## EXCERPTED PASSAGE
__________
3. Silence on Hamas’s military infrastructure 

There is no mention of Hamas’s 17-year military build-up in Gaza, which includes its vast 400-mile tunnel network, booby-trapped buildings, and arsenal build up, which was displayed in detail on, and following October 7. By ignoring this, the report removes the war of its military context, again attempting to show the IDF as a civilian targeting force.  

4. Erasure of Hamas’s use of civilian infrastructure 

The report ignores Hamas’s human shield strategy, a tactic openly acknowledged by its leaders. This includes the use of hospitals, schools, mosques and residential buildings to conceal its vast tunnel network, as well as its arsenal. Damage to these military targets is portrayed as the deliberate targeting of civilians, by the Commission.  

5. No recognition of the hostage crisis 

The report fails to take into account the fact that Hamas took 251 people hostage, both Israeli and from other countries, and continues to hold, starve and rape them. By omitting this information, it is consistent with the report’s erasure of Hamas as a belligerent in Gaza, further removing essential context to the conflict.  

6. Reliance on Hamas data 

The report uses Hamas data as an ‘accurate’ source of data, ignoring IDF data on killed combatants. This is the case despite Hamas’s long record of exaggerating civilian deaths, as well as their data being open source, meaning anyone can file a death report and affect the accuracy of the data being collected and used by Hamas.  

7. Civilian deaths distorted as evidence of genocide 

The report shows civilian deaths as first hand proof of genocidal intent, rather than what it is; a tragic but inevitable consequence of urban warfare, which is only worsened by Hamas’s human shield strategy. The report also references various examples of civilian deaths as intentional and targeted killings by the IDF, without evidence of such.  

8. Normal wartime consequences treated as crimes 

Mental health impacts, something which is expected during a war, alongside medical care access and displacement are being depicted as further evidence of genocide, rather than what it is; an inevitable outcome of urban warfare.  

9. Urban devastation portrayed as extermination 

Large-scale damage of civilian infrastructure is used as proof of genocide, ignoring the difficulties that urban conflict produces, particularly when Hamas operate within civilian areas.
__________
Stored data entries
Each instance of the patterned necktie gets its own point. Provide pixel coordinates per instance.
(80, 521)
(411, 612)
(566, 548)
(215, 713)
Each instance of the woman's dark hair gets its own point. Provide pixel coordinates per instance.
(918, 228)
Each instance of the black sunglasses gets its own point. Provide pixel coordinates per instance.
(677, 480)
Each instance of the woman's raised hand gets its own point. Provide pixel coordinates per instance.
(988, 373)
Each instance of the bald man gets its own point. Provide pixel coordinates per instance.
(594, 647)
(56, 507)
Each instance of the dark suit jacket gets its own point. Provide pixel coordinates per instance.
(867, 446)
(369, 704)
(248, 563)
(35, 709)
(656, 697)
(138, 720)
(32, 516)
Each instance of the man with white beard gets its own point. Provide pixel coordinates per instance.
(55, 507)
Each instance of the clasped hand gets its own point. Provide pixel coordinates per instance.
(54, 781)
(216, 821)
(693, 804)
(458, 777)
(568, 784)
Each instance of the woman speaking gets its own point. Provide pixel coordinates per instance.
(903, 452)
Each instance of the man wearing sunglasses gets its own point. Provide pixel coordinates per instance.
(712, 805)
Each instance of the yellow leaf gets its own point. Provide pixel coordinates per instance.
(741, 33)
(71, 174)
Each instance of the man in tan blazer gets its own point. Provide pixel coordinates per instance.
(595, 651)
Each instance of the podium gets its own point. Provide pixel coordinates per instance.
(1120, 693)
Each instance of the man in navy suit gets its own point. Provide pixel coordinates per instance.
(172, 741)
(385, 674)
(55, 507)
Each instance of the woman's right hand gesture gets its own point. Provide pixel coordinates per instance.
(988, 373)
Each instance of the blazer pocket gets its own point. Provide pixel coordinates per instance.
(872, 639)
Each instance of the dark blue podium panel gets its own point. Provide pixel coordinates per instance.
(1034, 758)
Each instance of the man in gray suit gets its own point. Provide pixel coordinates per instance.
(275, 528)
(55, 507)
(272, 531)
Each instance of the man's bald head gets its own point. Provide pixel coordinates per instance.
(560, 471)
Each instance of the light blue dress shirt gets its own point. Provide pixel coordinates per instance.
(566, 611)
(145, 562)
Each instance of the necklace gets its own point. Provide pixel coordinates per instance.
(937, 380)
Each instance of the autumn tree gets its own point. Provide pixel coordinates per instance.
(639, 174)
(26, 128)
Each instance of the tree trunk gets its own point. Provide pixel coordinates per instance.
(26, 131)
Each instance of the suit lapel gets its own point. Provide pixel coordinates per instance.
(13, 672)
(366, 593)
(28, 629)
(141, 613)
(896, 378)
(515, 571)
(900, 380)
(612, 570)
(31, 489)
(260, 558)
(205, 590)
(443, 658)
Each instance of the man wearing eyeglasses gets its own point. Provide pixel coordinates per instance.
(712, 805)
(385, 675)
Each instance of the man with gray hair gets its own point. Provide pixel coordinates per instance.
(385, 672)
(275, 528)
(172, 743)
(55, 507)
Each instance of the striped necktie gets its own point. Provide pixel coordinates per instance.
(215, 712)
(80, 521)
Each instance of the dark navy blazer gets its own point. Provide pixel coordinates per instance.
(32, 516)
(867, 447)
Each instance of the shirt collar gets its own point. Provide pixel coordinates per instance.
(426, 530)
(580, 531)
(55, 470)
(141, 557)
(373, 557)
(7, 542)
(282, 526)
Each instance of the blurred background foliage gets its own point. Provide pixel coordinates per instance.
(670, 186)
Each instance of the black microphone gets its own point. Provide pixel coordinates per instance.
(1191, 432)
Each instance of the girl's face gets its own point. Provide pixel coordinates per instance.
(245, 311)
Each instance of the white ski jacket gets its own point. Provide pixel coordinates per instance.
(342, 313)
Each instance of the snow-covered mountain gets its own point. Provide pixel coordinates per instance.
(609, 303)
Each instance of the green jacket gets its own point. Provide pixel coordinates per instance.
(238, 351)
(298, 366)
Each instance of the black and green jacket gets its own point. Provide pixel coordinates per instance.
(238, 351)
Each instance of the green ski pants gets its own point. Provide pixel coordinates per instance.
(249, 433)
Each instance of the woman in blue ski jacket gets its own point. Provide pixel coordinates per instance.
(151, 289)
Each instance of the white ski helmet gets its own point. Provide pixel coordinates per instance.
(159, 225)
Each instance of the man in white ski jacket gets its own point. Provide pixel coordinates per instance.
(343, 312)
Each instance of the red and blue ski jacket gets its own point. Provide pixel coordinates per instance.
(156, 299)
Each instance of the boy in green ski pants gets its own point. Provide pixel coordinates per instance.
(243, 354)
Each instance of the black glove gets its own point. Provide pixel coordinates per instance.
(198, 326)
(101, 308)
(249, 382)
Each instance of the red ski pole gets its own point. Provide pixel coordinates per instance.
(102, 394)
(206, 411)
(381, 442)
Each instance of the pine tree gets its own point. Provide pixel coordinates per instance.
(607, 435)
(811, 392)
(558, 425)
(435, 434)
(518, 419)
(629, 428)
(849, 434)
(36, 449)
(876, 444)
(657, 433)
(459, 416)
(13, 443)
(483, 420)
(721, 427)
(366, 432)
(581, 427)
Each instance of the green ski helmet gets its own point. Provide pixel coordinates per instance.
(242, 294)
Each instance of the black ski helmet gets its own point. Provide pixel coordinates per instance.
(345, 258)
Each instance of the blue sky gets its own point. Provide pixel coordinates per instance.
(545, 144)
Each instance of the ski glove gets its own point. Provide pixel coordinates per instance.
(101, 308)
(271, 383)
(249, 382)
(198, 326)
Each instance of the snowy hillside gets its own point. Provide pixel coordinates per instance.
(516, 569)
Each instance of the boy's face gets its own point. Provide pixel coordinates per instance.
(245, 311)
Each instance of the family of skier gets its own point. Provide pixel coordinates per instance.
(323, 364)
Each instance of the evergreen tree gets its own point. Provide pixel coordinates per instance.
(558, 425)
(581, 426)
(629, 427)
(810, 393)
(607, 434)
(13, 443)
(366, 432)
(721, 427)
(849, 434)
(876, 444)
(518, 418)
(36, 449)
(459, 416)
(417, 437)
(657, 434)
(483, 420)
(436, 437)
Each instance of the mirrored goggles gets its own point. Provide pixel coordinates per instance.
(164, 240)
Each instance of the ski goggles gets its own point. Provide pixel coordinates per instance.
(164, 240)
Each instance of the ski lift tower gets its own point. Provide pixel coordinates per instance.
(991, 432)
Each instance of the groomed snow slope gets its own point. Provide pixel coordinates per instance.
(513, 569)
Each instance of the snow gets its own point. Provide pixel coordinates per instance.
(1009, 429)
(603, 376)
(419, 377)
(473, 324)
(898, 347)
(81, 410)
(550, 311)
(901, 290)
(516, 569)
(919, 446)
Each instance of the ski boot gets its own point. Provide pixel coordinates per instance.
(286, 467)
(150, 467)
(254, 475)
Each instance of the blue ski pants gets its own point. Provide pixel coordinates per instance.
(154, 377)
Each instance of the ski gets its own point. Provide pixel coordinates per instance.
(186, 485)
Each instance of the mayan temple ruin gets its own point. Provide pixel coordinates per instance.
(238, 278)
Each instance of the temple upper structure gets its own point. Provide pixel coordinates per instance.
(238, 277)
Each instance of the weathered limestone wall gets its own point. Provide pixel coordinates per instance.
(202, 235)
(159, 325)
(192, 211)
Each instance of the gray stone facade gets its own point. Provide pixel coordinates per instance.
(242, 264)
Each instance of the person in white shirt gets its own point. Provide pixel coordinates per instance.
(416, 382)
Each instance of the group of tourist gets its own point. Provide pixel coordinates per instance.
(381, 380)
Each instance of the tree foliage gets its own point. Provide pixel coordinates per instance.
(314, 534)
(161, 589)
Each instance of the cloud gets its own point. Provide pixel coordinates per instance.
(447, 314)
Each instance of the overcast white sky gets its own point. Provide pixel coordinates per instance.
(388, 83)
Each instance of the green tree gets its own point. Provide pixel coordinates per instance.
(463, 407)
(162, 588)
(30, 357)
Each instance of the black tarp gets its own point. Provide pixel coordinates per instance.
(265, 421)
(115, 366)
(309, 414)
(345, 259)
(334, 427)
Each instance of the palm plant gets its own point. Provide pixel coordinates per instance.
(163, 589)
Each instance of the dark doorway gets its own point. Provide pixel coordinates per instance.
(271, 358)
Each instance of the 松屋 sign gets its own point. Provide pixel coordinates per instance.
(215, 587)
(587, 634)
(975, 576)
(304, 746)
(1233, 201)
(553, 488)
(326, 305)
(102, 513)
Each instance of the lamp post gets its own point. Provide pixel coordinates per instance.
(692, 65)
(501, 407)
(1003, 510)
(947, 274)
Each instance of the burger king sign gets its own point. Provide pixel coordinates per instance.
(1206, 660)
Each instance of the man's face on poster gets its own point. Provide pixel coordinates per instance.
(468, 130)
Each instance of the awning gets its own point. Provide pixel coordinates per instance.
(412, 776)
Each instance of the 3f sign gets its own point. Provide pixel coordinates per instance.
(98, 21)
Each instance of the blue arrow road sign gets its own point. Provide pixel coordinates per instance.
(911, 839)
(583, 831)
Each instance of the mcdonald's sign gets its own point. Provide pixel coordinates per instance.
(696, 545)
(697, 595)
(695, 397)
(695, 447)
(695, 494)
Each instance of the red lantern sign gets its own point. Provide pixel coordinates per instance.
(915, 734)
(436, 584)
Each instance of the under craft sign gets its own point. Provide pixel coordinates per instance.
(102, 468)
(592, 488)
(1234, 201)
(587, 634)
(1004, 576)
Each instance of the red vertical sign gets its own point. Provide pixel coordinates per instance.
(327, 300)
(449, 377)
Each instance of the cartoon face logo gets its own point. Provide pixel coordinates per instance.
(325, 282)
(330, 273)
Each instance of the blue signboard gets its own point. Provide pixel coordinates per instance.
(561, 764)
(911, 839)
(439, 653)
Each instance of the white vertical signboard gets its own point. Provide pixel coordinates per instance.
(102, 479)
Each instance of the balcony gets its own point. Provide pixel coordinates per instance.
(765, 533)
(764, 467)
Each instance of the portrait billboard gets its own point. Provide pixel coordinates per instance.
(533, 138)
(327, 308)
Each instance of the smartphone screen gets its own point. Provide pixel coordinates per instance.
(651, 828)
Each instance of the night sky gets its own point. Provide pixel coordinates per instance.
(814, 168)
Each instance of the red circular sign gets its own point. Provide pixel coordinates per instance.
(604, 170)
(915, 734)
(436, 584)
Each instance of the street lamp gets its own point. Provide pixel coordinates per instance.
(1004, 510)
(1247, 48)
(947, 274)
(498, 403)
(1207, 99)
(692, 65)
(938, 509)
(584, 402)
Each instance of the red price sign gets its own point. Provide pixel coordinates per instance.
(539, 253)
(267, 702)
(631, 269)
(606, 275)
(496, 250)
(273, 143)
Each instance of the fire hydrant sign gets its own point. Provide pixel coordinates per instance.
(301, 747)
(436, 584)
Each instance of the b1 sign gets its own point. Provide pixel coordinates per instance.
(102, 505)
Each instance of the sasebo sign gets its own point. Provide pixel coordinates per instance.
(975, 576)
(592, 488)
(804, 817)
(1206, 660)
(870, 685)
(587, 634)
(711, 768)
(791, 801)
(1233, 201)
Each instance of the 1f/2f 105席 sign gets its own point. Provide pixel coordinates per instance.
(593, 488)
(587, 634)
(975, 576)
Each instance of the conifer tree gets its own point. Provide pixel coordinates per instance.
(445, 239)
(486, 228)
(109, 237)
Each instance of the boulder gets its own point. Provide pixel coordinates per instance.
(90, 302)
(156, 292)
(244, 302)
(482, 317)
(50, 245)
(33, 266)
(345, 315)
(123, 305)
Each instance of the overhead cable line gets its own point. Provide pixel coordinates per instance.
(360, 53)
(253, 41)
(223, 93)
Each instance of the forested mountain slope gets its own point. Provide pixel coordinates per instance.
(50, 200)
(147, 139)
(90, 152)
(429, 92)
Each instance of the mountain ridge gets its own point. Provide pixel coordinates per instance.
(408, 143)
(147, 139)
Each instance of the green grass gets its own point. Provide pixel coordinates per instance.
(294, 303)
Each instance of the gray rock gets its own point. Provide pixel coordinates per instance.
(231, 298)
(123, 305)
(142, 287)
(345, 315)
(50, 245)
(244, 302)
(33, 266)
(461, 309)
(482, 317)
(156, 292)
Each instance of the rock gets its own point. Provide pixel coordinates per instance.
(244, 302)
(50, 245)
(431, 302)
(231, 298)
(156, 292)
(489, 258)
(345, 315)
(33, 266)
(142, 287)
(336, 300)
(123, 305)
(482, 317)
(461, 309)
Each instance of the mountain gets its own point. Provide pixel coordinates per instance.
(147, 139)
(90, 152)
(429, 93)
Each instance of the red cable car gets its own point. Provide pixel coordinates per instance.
__________
## TASKS TO COMPLETE
1. In the critique of the Commission report, restate the paragraph beginning "The report uses Hamas data" as a short bulleted list that keeps its main facts.
2. Answer these questions from the critique of the Commission report:
(a) How long is the tunnel network attributed to Hamas?
(b) How many people does the text say Hamas took hostage?
(c) Which kinds of buildings does the text say Hamas used to conceal its tunnel network and arsenal?
3. List every numbered section heading in the critique of the Commission report, with its number.
Rely only on the text above; do not use the records.

## EXPECTED OUTPUTS
1.
- The report treats Hamas data as an accurate source.
- It ignores IDF data on killed combatants.
- Hamas has a long record of exaggerating civilian deaths.
- Hamas's data is open source, so anyone can file a death report and affect the accuracy of the data Hamas collects and uses.

2.
(a) 400 miles.
(b) 251 people.
(c) Hospitals, schools, mosques and residential buildings.

3.
3. Silence on Hamas's military infrastructure
4. Erasure of Hamas's use of civilian infrastructure
5. No recognition of the hostage crisis
6. Reliance on Hamas data
7. Civilian deaths distorted as evidence of genocide
8. Normal wartime consequences treated as crimes
9. Urban devastation portrayed as extermination